WHAT IS NEEDED –
Return each line of the entries below that contains the word "water". Matching is case-sensitive.

Pointing dataset records:
--------------------------------------------------

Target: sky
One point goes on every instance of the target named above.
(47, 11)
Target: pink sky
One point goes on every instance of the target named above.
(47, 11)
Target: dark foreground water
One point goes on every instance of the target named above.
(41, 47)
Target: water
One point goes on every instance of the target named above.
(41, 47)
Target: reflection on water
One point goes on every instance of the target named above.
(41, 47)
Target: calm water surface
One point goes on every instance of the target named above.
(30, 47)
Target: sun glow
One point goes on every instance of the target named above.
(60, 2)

--------------------------------------------------

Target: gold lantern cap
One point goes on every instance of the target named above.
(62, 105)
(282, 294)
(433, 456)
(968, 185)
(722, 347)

--------------------------------------------------

WORKED ANSWER –
Target: dark foreground water
Target: water
Target: reflection on water
Target: calm water surface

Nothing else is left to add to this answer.